▸ PROBLEM DETAILS
Return every one of the entries below verbatim, line for line.

▸ RECORD SET
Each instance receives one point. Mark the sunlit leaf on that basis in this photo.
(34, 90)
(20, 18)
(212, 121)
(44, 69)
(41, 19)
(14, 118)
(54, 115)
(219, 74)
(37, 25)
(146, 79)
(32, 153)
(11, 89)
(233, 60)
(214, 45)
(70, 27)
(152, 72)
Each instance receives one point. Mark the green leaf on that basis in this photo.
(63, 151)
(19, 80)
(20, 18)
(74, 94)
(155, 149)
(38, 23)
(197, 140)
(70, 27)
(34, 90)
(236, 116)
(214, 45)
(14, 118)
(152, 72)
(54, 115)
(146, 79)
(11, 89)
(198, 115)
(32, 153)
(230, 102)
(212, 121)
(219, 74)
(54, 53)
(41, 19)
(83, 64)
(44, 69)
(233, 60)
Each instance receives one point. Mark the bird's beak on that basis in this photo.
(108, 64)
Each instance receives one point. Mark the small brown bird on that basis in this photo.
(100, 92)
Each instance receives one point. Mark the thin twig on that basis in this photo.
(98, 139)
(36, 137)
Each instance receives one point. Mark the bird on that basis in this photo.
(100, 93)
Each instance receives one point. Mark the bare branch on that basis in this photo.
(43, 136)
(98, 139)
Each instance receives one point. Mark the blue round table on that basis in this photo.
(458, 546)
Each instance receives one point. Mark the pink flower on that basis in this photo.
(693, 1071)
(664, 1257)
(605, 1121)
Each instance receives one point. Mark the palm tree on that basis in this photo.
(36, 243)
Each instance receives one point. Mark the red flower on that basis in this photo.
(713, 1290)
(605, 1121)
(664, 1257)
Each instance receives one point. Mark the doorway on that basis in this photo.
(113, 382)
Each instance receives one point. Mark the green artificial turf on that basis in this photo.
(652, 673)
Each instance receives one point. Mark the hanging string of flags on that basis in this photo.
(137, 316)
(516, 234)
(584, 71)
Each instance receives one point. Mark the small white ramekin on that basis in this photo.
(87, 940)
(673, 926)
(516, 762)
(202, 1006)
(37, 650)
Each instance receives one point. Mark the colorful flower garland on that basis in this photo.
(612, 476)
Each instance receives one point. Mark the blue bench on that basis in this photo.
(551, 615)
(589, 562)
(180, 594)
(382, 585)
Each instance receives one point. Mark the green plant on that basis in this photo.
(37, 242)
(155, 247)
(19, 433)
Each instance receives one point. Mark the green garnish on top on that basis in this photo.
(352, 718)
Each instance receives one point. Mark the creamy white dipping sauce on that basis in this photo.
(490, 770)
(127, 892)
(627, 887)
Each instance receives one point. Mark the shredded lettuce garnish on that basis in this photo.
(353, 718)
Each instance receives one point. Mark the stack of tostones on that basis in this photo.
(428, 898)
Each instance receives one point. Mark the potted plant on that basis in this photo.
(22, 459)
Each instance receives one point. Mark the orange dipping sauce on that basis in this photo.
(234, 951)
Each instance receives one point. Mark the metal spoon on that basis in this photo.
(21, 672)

▸ RESULT
Each instance receives one point. Mark the sunlit leaf on that basis in this photo.
(34, 90)
(20, 18)
(212, 121)
(44, 69)
(41, 19)
(14, 118)
(54, 115)
(219, 74)
(37, 25)
(146, 79)
(32, 153)
(11, 89)
(233, 60)
(214, 45)
(70, 27)
(152, 72)
Each instance receives one point. Mark the green leaf on that basis in this photo.
(63, 151)
(19, 80)
(20, 18)
(74, 94)
(155, 149)
(38, 23)
(197, 140)
(70, 27)
(34, 90)
(236, 116)
(214, 45)
(14, 118)
(152, 72)
(54, 115)
(146, 79)
(11, 89)
(198, 115)
(32, 153)
(230, 102)
(212, 121)
(219, 74)
(54, 53)
(41, 19)
(83, 64)
(44, 69)
(233, 60)
Each instance receives one point. Mark the bird's beak on that basis in this photo.
(108, 64)
Each instance receives one point. Mark the small brown bird on that basis in this photo.
(100, 92)
Each instance receives one point. Mark the thin twig on that basis in this photo.
(98, 139)
(36, 137)
Each instance receives one point. Mark the bird on that basis in this photo.
(100, 93)
Each instance receives one point. Mark the bare branch on that basis in this photo.
(43, 136)
(98, 139)
Each instance receives one point. Mark the blue round table on that basis in this photo.
(458, 546)
Each instance receives one point. Mark the pink flower on that basis in this photo.
(693, 1071)
(664, 1257)
(605, 1121)
Each instance receives one point. Mark the palm tree on that basis in this photo.
(36, 243)
Each instance receives one point. Mark the red flower on that basis in this photo.
(713, 1290)
(605, 1121)
(664, 1257)
Each instance receives one point. Mark the doorway on that basis in this photo.
(113, 382)
Each instance receives one point. Mark the green artificial turf on that basis in this photo.
(652, 673)
Each instance receives one point. Mark the hanging string of flags on that basis in this photo.
(137, 316)
(516, 234)
(584, 71)
Each instance receives one point. Mark the small white ramekin on that basis in this photo.
(87, 940)
(673, 926)
(516, 762)
(202, 1006)
(37, 650)
Each instance receives one point. Mark the colorful flower garland on that basis in this photo.
(612, 476)
Each instance receives one point. Mark the blue bench on that basis in this photo.
(551, 615)
(589, 562)
(180, 594)
(382, 585)
Each instance receives one point. Mark the green plant on that basis in this photo.
(37, 242)
(155, 247)
(19, 433)
Each instance receives one point. Mark the green garnish on top on that basis in this photo.
(352, 718)
Each instance receives one point. Mark the creamy white dipping sauce on that basis in this photo.
(490, 770)
(127, 892)
(627, 887)
Each instance receives one point. Mark the shredded lettuce garnish on that basis in this photo.
(353, 718)
Each instance receives one point. Mark the stack of tostones on that basis in this photo.
(428, 898)
Each instance receives one point. Mark the potted plant on that basis in this photo.
(22, 459)
Each instance receives one point. Mark the orange dipping sauce on that basis in this photo.
(234, 951)
Each instance receives one point. Mark the metal spoon on that basis in this photo.
(21, 672)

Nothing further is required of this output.